* Directions *
1) Retype the court opinion on the sign permits from "DOT places great" up to and including "of Wainwright's signs.".
2) Carry on writing the court opinion on the sign permits, starting after its final sentence.

* Article *
* * * * * * * * *

In this case DOT relied on the latter ground, maintaining that by placing his signs in what was later determined to be a non-commercial zone, Wainwright "has violated the chapter." We find that this contention misreads the plain language of the authorizing statute, which clearly requires an affirmative violation of the statute by the permittee. At the time of Wainwright's only affirmative action, the placement of his signs, they conformed to the law as DOT was interpreting it and as it continued to interpret it for the three years preceding the institution of revocation proceedings.
DOT places great reliance on the fact that the literal language of the permitting statute has not changed since issuance of these permits and therefore, the permits were illegal ab initio. However, in the absence of definition by rule or statute of the crucial term "commercial activity," the permitting statute plainly means what DOT interprets it to mean at any given time. It is thoroughly specious to argue that when that interpretation changes, at any time and for whatever reason, the permittee has violated the chapter so as to support revocation of his permits. Therefore, strictly construing, as we must, the statute authorizing revocation of outdoor advertising permits, DOT cannot use the vehicle of revocation for removal of Wainwright's signs.

* * * * * * * * *

* Data records *
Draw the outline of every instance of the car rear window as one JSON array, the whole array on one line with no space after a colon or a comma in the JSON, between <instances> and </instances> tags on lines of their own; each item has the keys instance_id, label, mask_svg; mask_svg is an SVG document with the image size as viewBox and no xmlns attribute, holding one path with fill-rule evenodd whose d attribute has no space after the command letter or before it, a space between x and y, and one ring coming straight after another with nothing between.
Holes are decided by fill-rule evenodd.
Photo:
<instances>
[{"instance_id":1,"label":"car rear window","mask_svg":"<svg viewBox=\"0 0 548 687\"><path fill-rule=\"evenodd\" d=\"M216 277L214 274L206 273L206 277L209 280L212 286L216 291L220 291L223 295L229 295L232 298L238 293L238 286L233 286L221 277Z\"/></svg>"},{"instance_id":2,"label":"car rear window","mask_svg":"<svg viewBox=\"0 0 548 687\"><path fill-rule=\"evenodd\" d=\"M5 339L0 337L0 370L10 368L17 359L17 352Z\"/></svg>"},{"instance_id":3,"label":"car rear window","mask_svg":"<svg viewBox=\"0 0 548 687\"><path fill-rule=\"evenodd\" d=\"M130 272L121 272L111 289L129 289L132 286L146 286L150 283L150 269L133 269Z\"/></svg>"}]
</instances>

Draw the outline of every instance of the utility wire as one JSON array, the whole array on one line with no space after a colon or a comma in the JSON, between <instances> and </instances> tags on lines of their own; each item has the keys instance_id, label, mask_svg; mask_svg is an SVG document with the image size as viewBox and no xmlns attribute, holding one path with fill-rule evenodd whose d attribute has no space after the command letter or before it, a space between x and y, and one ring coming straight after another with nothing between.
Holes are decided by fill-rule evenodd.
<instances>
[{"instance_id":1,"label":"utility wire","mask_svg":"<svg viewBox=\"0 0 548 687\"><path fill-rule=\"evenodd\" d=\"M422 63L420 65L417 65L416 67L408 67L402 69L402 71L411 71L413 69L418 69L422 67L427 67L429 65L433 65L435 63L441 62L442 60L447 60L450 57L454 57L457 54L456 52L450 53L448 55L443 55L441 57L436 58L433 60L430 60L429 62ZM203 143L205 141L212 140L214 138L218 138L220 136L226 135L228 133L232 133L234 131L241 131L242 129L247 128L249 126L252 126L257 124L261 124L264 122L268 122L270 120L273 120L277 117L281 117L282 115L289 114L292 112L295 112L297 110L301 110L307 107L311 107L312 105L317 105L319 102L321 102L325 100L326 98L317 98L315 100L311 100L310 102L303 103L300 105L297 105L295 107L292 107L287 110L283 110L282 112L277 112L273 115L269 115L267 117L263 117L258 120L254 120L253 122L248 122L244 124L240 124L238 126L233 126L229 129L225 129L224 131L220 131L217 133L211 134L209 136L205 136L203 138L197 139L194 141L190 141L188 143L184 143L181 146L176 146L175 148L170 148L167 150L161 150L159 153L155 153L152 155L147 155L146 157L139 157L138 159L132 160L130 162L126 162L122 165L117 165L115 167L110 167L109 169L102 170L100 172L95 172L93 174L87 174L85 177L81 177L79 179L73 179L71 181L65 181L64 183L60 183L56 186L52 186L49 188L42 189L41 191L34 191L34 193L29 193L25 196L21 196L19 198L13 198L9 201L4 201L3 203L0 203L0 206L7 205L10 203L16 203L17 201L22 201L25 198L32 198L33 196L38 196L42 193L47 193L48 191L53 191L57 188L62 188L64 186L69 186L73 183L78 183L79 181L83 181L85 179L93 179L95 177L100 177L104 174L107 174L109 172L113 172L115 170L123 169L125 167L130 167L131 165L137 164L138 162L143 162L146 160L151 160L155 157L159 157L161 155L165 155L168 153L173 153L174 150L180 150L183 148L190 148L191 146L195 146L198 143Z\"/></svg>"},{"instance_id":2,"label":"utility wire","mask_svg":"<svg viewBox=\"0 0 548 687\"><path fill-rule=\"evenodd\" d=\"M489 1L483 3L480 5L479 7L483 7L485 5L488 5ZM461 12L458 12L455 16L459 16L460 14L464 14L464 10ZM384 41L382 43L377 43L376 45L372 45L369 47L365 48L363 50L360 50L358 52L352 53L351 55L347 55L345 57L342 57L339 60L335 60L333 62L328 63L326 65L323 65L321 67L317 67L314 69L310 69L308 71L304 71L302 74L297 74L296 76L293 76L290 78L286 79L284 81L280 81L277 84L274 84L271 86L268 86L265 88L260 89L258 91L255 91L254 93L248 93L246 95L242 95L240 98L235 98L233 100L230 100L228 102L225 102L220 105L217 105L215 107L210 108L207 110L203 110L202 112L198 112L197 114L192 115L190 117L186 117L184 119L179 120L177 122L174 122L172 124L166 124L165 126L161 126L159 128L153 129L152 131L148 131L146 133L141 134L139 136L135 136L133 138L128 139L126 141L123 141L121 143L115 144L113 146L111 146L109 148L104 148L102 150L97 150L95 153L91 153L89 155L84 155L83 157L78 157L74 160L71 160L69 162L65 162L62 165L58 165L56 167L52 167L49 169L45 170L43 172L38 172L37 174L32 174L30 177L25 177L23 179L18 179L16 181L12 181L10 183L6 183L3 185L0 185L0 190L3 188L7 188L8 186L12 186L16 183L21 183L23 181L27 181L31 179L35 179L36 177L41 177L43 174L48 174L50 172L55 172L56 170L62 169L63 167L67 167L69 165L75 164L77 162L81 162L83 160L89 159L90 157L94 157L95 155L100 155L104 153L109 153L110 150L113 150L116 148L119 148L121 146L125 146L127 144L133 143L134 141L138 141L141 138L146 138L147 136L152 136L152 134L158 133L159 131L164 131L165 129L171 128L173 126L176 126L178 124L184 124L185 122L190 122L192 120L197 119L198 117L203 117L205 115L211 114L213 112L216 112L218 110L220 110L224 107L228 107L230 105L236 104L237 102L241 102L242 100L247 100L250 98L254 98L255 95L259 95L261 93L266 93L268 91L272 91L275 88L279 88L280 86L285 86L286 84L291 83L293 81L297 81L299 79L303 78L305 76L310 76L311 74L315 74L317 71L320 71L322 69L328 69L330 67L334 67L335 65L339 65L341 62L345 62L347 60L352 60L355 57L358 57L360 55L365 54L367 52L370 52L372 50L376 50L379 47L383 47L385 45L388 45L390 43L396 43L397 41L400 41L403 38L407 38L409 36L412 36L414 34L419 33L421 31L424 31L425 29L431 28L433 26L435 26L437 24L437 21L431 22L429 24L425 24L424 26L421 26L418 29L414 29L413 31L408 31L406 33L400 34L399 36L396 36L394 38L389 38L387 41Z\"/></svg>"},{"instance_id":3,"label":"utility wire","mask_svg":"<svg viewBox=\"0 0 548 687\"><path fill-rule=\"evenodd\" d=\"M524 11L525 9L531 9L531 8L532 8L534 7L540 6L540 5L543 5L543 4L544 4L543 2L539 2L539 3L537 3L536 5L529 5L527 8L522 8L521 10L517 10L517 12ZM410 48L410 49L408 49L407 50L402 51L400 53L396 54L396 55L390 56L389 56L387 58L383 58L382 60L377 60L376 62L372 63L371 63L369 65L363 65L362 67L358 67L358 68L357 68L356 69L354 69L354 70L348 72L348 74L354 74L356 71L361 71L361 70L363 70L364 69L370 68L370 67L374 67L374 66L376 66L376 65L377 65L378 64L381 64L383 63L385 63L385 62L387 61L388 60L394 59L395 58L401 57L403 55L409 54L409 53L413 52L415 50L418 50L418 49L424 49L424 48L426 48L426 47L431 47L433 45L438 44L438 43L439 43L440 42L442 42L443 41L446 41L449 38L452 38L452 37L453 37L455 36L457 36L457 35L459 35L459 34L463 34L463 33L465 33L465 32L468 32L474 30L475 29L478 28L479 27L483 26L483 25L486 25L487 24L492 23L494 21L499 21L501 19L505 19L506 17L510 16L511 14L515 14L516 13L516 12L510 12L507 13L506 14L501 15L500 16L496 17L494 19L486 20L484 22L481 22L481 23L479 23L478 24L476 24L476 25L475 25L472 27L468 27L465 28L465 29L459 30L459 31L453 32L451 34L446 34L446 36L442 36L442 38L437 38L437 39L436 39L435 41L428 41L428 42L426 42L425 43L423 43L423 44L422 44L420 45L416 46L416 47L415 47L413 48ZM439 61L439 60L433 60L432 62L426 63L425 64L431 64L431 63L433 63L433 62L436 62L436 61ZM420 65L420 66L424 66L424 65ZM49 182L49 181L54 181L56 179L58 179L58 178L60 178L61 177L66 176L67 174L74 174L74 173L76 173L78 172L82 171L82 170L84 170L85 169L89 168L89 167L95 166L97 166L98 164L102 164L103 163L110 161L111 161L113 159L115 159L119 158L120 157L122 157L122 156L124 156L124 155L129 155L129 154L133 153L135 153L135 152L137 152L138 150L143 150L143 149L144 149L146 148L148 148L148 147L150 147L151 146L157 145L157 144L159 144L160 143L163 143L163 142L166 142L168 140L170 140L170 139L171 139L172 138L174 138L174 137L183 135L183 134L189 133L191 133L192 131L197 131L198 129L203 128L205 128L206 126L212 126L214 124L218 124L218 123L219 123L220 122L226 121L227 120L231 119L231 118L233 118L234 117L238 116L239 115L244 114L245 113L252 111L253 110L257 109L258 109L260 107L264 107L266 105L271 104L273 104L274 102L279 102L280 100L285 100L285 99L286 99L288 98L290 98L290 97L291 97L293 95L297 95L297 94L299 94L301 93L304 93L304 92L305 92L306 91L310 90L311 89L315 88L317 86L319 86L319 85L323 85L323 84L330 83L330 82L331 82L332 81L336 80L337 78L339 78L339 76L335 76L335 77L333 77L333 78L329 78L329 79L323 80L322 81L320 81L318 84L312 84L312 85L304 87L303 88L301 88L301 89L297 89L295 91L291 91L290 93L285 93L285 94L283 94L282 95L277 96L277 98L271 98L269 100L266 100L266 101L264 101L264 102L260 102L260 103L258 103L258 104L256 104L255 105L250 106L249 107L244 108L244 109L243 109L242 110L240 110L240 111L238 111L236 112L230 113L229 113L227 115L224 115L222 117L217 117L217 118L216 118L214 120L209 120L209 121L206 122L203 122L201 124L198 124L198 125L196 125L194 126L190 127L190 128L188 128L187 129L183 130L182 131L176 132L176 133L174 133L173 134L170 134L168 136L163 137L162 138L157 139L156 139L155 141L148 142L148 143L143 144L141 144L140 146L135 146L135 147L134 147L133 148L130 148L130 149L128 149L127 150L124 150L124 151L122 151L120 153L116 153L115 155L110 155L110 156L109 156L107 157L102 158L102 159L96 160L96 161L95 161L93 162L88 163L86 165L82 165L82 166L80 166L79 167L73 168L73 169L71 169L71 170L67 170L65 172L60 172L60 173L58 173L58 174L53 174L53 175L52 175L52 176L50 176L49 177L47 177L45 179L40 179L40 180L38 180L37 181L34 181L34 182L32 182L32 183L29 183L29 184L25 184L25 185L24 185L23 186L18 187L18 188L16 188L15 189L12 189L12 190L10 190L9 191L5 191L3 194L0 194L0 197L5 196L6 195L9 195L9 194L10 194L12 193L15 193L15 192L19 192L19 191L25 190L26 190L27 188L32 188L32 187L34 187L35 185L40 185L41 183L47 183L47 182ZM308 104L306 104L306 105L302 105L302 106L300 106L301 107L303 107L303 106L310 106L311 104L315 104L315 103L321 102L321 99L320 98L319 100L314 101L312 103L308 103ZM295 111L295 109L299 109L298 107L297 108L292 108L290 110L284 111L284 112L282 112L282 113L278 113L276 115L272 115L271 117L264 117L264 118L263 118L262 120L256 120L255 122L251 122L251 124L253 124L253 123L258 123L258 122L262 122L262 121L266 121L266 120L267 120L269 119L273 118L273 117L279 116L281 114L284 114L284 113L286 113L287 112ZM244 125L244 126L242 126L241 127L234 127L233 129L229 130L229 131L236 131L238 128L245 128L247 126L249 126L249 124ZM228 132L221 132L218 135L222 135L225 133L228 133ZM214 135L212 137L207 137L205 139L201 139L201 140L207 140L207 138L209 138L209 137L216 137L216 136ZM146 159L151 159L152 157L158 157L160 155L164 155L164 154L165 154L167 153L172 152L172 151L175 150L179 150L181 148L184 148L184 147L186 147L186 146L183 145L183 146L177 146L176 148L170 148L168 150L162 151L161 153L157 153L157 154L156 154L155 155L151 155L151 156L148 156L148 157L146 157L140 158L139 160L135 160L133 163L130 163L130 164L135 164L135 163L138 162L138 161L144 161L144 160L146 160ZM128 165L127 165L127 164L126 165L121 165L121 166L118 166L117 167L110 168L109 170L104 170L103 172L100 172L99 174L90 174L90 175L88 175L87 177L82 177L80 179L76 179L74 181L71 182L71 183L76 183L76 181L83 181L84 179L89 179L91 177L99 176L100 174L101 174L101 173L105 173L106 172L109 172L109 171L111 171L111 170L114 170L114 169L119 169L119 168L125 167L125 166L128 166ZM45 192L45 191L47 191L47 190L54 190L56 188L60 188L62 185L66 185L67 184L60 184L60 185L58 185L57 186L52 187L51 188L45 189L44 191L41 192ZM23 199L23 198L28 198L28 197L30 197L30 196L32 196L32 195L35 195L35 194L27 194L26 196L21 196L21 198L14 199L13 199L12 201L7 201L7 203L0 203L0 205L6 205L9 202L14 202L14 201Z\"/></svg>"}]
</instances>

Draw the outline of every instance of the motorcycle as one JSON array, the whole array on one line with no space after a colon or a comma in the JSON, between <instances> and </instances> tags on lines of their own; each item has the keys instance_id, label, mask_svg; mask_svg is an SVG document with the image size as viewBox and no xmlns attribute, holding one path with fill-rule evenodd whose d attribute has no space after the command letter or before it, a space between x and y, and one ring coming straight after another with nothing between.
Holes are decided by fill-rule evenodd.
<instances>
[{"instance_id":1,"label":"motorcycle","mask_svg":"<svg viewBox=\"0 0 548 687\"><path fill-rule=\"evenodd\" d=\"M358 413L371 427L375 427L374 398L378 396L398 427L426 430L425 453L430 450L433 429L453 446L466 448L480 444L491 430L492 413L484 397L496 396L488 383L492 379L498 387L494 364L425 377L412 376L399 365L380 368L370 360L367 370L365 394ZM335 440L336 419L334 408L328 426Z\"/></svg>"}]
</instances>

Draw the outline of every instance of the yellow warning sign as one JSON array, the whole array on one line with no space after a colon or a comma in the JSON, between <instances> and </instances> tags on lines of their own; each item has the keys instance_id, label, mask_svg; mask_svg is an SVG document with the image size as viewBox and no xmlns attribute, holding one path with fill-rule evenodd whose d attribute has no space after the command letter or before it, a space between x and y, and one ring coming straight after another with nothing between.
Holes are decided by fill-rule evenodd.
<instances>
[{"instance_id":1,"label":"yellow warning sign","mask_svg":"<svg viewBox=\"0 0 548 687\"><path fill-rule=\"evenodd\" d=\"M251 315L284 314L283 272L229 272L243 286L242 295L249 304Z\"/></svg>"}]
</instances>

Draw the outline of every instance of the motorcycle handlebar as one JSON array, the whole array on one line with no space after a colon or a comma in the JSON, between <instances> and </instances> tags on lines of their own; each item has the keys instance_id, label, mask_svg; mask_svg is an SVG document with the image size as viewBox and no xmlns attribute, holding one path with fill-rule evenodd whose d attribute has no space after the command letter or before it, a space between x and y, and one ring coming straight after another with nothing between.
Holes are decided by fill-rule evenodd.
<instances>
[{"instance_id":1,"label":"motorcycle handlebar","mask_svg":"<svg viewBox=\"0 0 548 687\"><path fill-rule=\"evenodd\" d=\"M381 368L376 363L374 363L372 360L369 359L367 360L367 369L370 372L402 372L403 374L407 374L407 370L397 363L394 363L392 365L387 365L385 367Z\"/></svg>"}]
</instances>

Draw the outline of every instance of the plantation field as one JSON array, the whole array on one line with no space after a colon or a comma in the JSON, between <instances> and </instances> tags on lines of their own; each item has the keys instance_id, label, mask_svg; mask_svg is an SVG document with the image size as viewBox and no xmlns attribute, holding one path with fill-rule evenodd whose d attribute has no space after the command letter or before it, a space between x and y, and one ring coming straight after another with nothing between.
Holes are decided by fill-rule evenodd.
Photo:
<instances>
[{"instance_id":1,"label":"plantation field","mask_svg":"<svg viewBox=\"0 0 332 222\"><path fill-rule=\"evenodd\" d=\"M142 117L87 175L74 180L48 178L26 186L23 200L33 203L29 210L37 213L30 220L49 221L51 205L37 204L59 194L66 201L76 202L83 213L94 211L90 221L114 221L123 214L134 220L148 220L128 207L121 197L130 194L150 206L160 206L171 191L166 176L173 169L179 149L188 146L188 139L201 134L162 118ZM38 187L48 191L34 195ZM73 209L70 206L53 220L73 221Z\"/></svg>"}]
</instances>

* * * * * * * * *

* Answers given *
1)
DOT places great reliance on the fact that the literal language of the permitting statute has not changed since issuance of these permits and therefore, the permits were illegal ab initio. However, in the absence of definition by rule or statute of the crucial term "commercial activity," the permitting statute plainly means what DOT interprets it to mean at any given time. It is thoroughly specious to argue that when that interpretation changes, at any time and for whatever reason, the permittee has violated the chapter so as to support revocation of his permits. Therefore, strictly construing, as we must, the statute authorizing revocation of outdoor advertising permits, DOT cannot use the vehicle of revocation for removal of Wainwright's signs.

2)
Wainwright also argued below that if his signs were removed, he should receive compensation therefor under Section 479.24, since the signs were lawful when erected but later became nonconforming due to DOT's changed interpretation of the permitting statute. Section 479.24(1) provides that "[j]ust compensation shall be paid upon the removal of a lawful nonconforming sign along any portion of the interstate ... highway system." DOT rejected this claim, reiterating that the signs were illegal ab initio, and that such unlawfully erected signs were not subject to compensation under Section 479.24. LaPointe v. DOT, 398 So.2d 1370 (Fla. 1981).
However, in LaPointe, the appellant erected the subject sign without a permit. Here, as discussed above, Wainwright erected his signs in possession of a permit which DOT was authorized to issue and which conformed to the law under the interpretation then given it by DOT. See Sakolsky v. City of Coral Gables, 151 So.2d 433, 435 (Fla. 1963) (when a permit is intentionally and lawfully issued by the proper officers, it can have no other purpose than to authorize action by the permittee in accordance with its terms). Therefore, Wainwright is not barred from receiving compensation pursuant to Section 479.24 based on any initial illegality.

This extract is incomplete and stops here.